Retype the entries word for word, from their very first line through the line containing "negative clicks: (84, 84)", both ends included.

-- Opening Marker --

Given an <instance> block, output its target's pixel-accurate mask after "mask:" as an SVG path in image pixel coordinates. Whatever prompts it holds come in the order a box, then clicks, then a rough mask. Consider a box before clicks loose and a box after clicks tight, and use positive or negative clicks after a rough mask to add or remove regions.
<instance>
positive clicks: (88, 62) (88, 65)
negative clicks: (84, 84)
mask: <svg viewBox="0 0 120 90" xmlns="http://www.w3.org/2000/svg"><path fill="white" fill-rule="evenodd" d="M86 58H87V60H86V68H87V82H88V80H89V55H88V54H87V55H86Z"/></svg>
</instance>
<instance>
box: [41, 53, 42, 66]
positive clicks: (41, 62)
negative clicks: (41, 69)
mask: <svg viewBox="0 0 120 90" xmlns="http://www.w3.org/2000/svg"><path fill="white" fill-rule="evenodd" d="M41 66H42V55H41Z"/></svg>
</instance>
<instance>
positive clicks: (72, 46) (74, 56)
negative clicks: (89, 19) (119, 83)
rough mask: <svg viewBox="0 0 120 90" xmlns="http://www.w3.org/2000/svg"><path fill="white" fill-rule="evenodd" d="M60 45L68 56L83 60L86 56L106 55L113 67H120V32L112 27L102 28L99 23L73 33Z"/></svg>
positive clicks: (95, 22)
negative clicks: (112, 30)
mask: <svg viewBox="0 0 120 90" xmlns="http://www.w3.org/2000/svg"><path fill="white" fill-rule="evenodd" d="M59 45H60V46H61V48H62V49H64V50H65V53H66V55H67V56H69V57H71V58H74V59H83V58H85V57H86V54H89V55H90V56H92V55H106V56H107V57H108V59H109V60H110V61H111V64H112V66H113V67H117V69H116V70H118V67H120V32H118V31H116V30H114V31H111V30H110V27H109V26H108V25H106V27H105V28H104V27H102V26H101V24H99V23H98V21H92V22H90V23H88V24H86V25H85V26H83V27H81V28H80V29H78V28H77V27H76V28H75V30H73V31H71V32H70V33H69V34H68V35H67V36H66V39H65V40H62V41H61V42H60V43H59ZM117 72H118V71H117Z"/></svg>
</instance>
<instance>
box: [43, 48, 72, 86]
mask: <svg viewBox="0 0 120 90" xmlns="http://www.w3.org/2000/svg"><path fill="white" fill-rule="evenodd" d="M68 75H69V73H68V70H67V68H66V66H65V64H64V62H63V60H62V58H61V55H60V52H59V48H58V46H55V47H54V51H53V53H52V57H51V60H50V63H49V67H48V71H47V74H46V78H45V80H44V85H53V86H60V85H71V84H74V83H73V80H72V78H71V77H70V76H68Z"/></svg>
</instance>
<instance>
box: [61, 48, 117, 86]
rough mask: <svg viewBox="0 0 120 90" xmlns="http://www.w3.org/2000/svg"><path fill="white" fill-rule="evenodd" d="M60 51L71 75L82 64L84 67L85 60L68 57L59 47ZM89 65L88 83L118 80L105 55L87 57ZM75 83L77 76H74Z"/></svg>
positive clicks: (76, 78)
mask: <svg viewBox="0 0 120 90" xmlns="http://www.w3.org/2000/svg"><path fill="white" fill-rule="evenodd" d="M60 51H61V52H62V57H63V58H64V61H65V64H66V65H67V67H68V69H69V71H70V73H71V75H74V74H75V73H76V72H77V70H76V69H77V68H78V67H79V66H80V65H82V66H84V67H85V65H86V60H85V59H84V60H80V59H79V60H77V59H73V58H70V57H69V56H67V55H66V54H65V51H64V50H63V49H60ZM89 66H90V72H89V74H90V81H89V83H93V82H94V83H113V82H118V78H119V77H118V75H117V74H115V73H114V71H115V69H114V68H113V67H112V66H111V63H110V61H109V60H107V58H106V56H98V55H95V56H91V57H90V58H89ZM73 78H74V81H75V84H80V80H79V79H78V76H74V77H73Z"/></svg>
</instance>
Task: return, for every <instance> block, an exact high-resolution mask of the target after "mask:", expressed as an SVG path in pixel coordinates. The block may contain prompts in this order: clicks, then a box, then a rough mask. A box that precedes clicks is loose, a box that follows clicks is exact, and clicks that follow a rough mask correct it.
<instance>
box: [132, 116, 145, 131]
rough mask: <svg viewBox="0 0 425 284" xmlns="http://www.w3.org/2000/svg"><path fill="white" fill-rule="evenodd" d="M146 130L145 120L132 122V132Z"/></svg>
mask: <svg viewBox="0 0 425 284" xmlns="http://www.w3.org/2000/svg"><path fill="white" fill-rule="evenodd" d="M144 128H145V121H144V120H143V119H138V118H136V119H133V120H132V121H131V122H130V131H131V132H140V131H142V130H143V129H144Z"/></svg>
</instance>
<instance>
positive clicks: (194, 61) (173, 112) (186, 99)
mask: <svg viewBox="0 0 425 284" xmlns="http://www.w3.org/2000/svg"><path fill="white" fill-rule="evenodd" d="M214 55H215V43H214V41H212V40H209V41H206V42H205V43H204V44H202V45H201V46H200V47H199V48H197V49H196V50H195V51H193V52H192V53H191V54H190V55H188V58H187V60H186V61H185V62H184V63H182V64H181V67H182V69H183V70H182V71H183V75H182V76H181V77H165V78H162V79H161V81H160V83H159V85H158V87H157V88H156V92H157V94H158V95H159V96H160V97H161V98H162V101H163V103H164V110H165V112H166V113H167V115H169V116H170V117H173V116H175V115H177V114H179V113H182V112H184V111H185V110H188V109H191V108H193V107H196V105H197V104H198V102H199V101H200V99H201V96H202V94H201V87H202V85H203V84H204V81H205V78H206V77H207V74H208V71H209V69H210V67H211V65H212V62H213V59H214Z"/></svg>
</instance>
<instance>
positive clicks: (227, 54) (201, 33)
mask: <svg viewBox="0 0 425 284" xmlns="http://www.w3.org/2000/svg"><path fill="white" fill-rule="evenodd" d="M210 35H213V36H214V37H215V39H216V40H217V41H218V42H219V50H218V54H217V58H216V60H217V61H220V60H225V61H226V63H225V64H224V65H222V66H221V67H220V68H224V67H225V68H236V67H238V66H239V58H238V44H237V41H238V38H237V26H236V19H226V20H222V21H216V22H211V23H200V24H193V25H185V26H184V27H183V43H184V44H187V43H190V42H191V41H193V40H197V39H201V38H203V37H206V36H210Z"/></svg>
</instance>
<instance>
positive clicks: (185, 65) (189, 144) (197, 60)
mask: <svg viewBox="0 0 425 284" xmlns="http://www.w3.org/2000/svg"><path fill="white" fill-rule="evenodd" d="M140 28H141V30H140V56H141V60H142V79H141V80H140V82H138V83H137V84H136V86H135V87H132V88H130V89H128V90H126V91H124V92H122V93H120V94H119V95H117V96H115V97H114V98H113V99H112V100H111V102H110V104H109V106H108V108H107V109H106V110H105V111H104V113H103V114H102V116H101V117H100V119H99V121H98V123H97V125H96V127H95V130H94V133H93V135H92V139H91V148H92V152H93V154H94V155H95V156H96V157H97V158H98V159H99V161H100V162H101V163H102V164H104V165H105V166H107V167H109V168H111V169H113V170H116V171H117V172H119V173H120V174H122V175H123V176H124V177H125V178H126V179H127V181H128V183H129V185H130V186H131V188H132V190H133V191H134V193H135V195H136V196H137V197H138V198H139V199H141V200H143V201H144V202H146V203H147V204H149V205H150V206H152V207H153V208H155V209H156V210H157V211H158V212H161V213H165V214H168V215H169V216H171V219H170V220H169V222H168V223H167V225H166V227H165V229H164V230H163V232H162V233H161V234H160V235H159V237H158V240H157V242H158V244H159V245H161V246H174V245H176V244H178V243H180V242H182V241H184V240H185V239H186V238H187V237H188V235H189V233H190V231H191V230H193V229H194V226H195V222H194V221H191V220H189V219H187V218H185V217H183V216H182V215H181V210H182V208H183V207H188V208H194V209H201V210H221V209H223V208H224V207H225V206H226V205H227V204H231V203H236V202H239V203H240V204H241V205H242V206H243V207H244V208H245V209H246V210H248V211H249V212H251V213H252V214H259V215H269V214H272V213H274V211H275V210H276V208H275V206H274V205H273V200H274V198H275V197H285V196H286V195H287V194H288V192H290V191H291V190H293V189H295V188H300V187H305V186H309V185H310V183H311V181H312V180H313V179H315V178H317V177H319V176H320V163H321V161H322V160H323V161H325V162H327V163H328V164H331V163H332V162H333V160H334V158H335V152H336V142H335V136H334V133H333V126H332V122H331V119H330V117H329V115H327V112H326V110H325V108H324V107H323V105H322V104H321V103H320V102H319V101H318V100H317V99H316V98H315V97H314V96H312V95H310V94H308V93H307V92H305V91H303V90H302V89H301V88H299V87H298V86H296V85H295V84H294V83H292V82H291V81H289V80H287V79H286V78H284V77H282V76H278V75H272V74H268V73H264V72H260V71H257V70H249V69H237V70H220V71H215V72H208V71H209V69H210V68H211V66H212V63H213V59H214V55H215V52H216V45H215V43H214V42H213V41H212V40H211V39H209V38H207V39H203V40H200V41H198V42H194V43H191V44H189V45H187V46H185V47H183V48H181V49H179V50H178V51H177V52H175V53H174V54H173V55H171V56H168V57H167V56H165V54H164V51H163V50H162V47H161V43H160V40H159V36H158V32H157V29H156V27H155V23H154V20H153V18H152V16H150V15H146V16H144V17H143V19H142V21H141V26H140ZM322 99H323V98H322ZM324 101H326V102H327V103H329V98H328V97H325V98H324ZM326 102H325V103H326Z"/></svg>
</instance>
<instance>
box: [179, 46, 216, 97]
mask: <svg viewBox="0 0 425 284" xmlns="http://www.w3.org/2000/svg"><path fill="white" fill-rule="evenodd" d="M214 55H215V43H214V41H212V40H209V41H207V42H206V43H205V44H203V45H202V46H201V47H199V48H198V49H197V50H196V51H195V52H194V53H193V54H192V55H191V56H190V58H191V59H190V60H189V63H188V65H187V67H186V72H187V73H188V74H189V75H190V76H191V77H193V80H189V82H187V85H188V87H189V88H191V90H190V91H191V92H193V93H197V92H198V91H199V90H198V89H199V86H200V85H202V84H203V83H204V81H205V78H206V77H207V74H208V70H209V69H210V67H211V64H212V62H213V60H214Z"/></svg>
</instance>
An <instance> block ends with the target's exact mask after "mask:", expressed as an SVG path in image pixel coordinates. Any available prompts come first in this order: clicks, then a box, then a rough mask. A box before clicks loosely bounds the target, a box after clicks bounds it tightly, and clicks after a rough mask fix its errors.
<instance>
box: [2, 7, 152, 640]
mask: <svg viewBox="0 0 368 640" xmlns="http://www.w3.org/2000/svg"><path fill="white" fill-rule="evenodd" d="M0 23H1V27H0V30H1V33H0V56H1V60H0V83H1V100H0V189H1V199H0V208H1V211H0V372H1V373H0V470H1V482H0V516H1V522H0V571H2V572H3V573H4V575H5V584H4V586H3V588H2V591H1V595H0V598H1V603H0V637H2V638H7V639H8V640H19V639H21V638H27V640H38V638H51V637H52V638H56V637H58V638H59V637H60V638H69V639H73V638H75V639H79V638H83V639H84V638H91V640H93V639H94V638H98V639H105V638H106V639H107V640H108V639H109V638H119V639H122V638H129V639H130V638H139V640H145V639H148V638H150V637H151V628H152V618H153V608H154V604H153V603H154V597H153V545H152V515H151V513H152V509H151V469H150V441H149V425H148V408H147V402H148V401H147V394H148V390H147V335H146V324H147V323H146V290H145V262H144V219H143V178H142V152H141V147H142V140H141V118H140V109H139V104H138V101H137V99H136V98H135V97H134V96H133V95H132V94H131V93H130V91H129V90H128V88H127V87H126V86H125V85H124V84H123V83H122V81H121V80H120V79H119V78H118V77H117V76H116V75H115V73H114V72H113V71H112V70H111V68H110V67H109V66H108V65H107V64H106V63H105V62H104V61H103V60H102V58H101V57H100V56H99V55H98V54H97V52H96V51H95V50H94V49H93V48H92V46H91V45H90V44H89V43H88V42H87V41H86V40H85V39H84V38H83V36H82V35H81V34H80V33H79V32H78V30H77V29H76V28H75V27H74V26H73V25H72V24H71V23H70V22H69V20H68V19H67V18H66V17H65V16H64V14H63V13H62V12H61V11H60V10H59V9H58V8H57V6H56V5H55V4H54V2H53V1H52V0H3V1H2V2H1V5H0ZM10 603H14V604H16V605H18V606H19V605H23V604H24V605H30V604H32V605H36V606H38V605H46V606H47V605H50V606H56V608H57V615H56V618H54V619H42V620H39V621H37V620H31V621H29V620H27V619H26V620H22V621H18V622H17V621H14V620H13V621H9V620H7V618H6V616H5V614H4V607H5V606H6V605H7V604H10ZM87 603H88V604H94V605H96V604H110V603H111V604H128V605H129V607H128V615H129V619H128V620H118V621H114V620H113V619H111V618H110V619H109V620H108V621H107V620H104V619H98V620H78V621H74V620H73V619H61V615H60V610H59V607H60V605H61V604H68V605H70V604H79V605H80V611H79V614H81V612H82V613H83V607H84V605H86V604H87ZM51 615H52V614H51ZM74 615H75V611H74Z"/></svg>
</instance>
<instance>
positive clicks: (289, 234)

-- Closing Marker --

* TASK RESULT:
Given an <instance> block, output its target's pixel-accurate mask after "mask:" as an SVG path in image pixel coordinates. Whatever prompts it holds come in the order a box, then clicks, then a rough mask. Consider a box before clicks loose and a box after clicks tight, and use positive or negative clicks after a rough mask to add or remove regions.
<instance>
positive clicks: (88, 62) (88, 65)
negative clicks: (84, 84)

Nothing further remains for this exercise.